TASK TO COMPLETE: Your task is to write out the entire listing exactly, omitting its pictures.

:: MATERIAL SHOWN

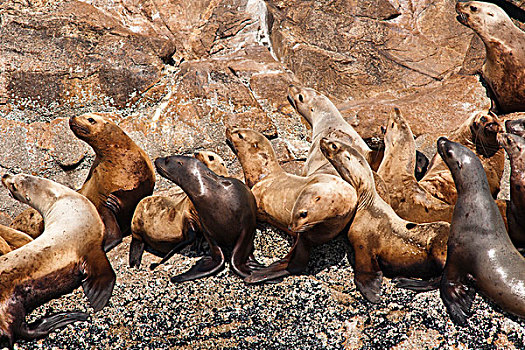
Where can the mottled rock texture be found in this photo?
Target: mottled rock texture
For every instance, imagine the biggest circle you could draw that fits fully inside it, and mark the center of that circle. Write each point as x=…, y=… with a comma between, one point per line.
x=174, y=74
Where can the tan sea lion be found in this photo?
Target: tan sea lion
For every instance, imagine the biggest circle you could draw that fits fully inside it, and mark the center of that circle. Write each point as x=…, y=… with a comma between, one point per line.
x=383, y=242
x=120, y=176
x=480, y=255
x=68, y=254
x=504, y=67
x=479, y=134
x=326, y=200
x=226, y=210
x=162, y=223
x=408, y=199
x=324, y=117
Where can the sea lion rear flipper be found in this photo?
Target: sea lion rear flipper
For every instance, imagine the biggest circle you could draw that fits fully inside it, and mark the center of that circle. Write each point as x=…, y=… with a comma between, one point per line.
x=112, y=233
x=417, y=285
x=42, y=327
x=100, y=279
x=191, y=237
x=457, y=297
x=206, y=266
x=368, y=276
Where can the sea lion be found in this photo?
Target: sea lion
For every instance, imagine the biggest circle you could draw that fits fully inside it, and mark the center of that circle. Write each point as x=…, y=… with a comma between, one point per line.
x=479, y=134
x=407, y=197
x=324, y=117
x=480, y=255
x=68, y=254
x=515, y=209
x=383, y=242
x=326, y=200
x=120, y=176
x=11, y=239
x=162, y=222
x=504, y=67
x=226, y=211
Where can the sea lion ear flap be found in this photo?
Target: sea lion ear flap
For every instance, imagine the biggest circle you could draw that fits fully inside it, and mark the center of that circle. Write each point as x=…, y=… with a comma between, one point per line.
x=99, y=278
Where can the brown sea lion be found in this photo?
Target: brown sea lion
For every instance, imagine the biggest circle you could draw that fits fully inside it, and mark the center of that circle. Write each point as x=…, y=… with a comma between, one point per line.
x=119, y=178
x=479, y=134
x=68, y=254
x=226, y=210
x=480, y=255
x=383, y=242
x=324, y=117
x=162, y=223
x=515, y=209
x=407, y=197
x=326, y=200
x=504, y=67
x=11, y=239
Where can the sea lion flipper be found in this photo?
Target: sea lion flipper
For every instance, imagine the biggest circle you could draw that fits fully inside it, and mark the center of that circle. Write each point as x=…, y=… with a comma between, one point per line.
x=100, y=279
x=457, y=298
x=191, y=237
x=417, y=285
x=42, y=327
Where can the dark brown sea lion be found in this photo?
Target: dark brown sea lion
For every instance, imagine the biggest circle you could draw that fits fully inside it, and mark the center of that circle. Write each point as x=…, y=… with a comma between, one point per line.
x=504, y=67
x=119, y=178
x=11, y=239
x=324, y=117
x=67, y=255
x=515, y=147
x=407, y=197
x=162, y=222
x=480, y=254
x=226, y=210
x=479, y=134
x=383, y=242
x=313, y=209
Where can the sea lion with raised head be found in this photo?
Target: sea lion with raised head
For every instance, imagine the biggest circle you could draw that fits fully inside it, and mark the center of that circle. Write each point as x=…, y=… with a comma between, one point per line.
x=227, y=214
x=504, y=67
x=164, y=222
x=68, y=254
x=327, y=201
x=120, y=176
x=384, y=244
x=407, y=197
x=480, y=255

::::

COMPLETED TASK:
Where can the mottled rock texture be found in this photo?
Target: mottled rock texture
For every instance, imagine the biggest circle you could draw that fits fully inside it, and mark the center of that circle. Write each point as x=…, y=… with a comma between, one point per line.
x=174, y=74
Where can the tan sea lion be found in this photo?
Target: tan sea lion
For every instance, imagine the biggest circle you could draw that fits fully inside it, and mark the center of that circle. Write each point as x=…, y=… with a comma between, one point per line.
x=383, y=242
x=120, y=176
x=480, y=255
x=68, y=254
x=504, y=67
x=479, y=134
x=326, y=200
x=226, y=210
x=162, y=223
x=408, y=199
x=324, y=117
Where can the sea lion rear flipper be found in this photo?
Target: sea lion rear flipper
For every instance, imagine the biggest circle you could draw that fits fully inside it, and mark the center of that circle. Write each point as x=…, y=… with a comma between, one point per line.
x=112, y=233
x=417, y=285
x=42, y=327
x=100, y=279
x=191, y=237
x=457, y=297
x=206, y=266
x=368, y=276
Where can the sea lion be found in this photo?
Target: sea lion
For every instance, imagine the biggest circle you could draw that fits fully inside it, and mark the center of that circle. Write each point as x=…, y=… with a comma between, one point per line.
x=479, y=134
x=407, y=197
x=324, y=117
x=480, y=255
x=68, y=254
x=515, y=209
x=383, y=242
x=326, y=200
x=120, y=176
x=11, y=239
x=162, y=222
x=504, y=67
x=226, y=211
Where can the sea lion ear flap be found in this photo?
Target: sea lion ear flap
For every instance, imagine the biggest circle you could draw that fits fully inside it, and mark the center of that circle. Write each point as x=…, y=… with a comma between, one point per line.
x=99, y=278
Where can the brown sea lion be found in this photo?
Target: brown sea lion
For every instance, imagine the biggest circle you could draw that fits fully inside it, and mark the center of that circle. Write each point as x=…, y=… with a comma between, one point per line.
x=119, y=178
x=479, y=134
x=68, y=254
x=226, y=210
x=480, y=255
x=383, y=242
x=324, y=117
x=162, y=223
x=515, y=209
x=407, y=197
x=326, y=200
x=504, y=67
x=11, y=239
Where can the sea lion flipper be found in this photo?
Target: sea lion flipper
For every instance, imagine the biggest circle you could draw that fits fully inside it, and mark the center of that circle. Write each point as x=…, y=… with a comma between, one point per line.
x=100, y=279
x=457, y=298
x=191, y=237
x=417, y=285
x=42, y=327
Where can the dark brown sea lion be found in this photo?
Target: dark brown sea lion
For every instance, imagine the biggest circle you could draw that fits fully inside it, and mark the center of that circle. Write each point as x=…, y=… with a comma between, one point per line.
x=504, y=67
x=119, y=178
x=11, y=239
x=324, y=117
x=67, y=255
x=515, y=147
x=407, y=197
x=162, y=222
x=480, y=254
x=226, y=210
x=479, y=134
x=383, y=242
x=313, y=209
Where can the sea lion with raised head be found in this photo?
Target: sea lion with raised head
For every instance, imagine the biggest circle you could draw that fits fully inside it, and mark the center of that circle. Write each point as x=…, y=… with a comma between, one point per line.
x=227, y=214
x=504, y=67
x=164, y=222
x=68, y=254
x=327, y=201
x=120, y=176
x=384, y=244
x=407, y=197
x=480, y=255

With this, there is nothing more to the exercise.